━━━ MATERIAL ━━━
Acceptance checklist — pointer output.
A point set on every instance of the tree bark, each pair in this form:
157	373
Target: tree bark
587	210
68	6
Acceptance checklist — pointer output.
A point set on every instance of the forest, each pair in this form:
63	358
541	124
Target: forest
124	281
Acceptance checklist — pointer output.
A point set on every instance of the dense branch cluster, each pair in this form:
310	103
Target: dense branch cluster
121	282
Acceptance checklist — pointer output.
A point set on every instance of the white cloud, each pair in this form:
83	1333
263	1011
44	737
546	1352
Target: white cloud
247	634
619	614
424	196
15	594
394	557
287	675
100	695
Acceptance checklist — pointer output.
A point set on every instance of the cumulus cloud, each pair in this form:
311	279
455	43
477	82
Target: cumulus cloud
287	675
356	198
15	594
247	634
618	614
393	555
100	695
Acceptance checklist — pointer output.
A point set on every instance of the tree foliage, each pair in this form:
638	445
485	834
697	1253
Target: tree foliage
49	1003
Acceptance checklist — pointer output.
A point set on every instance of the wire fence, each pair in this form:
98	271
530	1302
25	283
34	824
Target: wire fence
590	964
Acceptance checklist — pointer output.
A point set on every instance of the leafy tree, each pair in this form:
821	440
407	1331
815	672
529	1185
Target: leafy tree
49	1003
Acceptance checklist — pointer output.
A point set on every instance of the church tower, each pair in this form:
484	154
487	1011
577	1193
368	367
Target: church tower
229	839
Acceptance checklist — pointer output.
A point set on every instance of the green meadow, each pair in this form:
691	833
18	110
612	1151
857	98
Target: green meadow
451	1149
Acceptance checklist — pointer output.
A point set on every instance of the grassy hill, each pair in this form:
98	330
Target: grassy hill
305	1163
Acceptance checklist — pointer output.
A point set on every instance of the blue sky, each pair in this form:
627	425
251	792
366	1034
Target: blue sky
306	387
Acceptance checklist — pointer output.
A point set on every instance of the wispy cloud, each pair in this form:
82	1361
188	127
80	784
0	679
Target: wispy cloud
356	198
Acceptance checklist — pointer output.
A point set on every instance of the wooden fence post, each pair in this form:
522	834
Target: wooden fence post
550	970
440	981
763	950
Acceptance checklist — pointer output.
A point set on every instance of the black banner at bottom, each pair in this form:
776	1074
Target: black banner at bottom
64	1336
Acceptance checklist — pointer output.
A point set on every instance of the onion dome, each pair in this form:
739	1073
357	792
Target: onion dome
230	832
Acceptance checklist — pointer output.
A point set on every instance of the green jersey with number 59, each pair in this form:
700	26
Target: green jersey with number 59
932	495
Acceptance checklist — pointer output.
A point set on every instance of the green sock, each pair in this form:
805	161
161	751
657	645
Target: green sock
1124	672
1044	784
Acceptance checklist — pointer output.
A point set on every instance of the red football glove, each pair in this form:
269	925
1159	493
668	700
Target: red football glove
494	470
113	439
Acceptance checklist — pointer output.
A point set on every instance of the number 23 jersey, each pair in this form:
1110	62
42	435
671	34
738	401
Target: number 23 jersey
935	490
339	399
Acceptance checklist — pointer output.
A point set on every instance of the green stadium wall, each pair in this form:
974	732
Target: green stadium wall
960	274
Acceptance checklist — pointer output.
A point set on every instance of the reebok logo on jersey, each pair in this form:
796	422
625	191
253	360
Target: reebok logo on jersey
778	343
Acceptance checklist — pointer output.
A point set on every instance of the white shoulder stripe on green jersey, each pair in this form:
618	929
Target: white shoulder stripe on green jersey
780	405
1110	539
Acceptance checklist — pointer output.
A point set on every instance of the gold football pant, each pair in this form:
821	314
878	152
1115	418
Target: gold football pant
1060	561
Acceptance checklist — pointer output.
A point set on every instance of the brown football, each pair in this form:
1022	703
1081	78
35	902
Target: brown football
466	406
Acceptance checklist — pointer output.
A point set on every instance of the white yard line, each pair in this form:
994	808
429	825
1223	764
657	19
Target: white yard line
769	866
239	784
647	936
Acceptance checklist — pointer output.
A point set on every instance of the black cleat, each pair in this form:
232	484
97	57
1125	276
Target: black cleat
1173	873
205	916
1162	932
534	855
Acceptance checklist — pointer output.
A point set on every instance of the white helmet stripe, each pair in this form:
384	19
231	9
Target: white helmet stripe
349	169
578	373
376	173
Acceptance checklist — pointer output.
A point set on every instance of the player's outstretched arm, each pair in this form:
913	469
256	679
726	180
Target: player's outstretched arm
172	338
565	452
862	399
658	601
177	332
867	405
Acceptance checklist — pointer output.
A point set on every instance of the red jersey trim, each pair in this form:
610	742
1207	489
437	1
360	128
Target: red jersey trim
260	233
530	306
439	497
━━━
* WHAT YOU NEED TO DO *
Each line in the material above must be retyped without alteration.

* EXERCISE ANSWER *
Acceptance checklist — pointer output.
A point set on every instance of the tree bark, each pair in this form:
157	373
Target: tree bark
587	210
68	6
Acceptance checklist — pointer output.
A point set on every instance of the forest, each pair in this form:
63	358
541	124
Target: forest
124	281
Acceptance checklist — pointer output.
A point set on every instance of the dense branch cluster, each pair in this form:
310	103
Target: dense branch cluster
121	282
Acceptance checklist — pointer output.
A point set on every instance of the white cloud, each pair in this form:
83	1333
263	1011
44	737
546	1352
Target: white cloud
247	634
619	614
424	196
15	594
394	557
287	675
100	695
Acceptance checklist — pointer output.
A point set on every instance of the cumulus cloud, each pair in this form:
311	279
455	43
477	82
Target: cumulus cloud
287	675
356	198
15	594
247	634
618	614
393	555
100	695
Acceptance checklist — pointer output.
A point set on every instance of the tree foliage, each pair in this form:
638	445
485	834
697	1253
Target: tree foliage
49	1003
Acceptance checklist — pointer output.
A point set on every instance of the wire fence, each pair in this form:
98	271
530	1302
25	283
34	824
Target: wire fence
590	964
Acceptance checklist — pointer output.
A point set on every instance of the leafy tree, each pair in this form:
821	440
407	1331
815	672
529	1185
Target: leafy tree
49	1003
Acceptance checklist — pointer output.
A point set on every instance of the church tower, each pair in this form:
484	154
487	1011
577	1193
368	367
Target: church tower
229	839
Acceptance checklist — pointer output.
A point set on every instance of the green meadow, each pair in this form:
691	833
18	110
612	1151
857	98
Target: green meadow
451	1149
Acceptance checklist — pointer output.
A point set on every instance of the grassy hill, each pair in this form:
98	330
Target: grassy hill
305	1163
Acceptance checklist — pointer output.
A point set on every instance of the blue sky, each pair in this form:
627	425
251	792
366	1034
Target: blue sky
306	387
Acceptance checklist — pointer output.
A point set on every instance of the wispy cloud, each pair in this form:
82	1361
188	127
80	784
0	679
Target: wispy cloud
356	198
Acceptance checklist — pointer output.
A point set on every instance of the wooden fence post, each pair in this form:
522	834
Target: wooden fence post
550	970
440	981
763	950
Acceptance checklist — pointer output.
A point set on every instance of the black banner at bottom, each pair in this form:
776	1074
Target: black banner at bottom
64	1336
Acceptance checklist — pointer output.
A point set on every instance of the onion dome, each pair in this form:
739	1073
357	792
Target: onion dome
230	832
Acceptance checklist — pointer output.
A point set on every instance of the green jersey with number 59, each pair in this form:
700	26
Target: green jersey with number 59
932	495
Acceptance checklist — pointer output.
A point set on every instance of the green sock, each pair in this form:
805	161
161	751
657	645
Target: green sock
1124	672
1044	784
Acceptance checklist — pointer output.
A point set on every instance of the red football glove, each pair in this form:
269	925
1159	493
668	700
Target: red football glove
494	470
113	439
Acceptance checklist — pointer output.
A point set on every instance of the number 23 jersey, each pair in this form:
1110	62
42	435
671	34
738	401
Target: number 23 jersey
935	490
339	399
Acceptance checklist — pointer output.
A point set on every instance of the green stadium wall, each pair in this form:
974	732
Target: green stadium wall
960	274
Acceptance checklist — pointer output.
A point set on every instance of the reebok logo on jersey, each pair in this form:
796	422
625	191
253	360
Target: reebok logo on jersey
778	343
Acceptance checklist — pointer output.
A point set on every instance of the white shoulder stripe on green jersey, each pair in this form:
618	929
Target: white shoulder stripe on green jersey
780	405
1110	539
Acceptance checklist — pointer output.
A point set on every instance of the gold football pant, each pair in this form:
821	314
878	152
1115	418
Target: gold football pant
1060	561
Acceptance checklist — pointer output.
A point set on every instance of the brown football, each pair in this form:
1022	703
1081	78
35	902
Target: brown football
466	406
Acceptance checklist — pointer output.
A point set on every instance of the white yard line, each pair in this form:
994	808
429	825
1223	764
657	19
Target: white yard line
769	866
239	784
647	936
Acceptance checklist — pointer output.
A point set on every instance of the black cleat, each pair in this form:
232	484
97	57
1125	276
Target: black cleat
1173	873
205	916
1162	932
534	855
Acceptance checklist — pointer output.
A point set on every instance of the white helmet stripe, each pair in this form:
384	19
231	9
Target: white helmet stripe
349	169
578	373
376	173
Acceptance checklist — pointer output.
A point set on every instance of the player's outstretched arm, each pair in this form:
913	469
256	679
726	180
Target: player's outstretched arm
172	338
565	452
862	399
658	601
177	332
867	405
Acceptance checklist — pointer output.
A point set on every instance of the red jersey trim, each pair in this form:
610	742
1207	489
437	1
360	128
Target: red jersey trim
260	233
530	306
439	497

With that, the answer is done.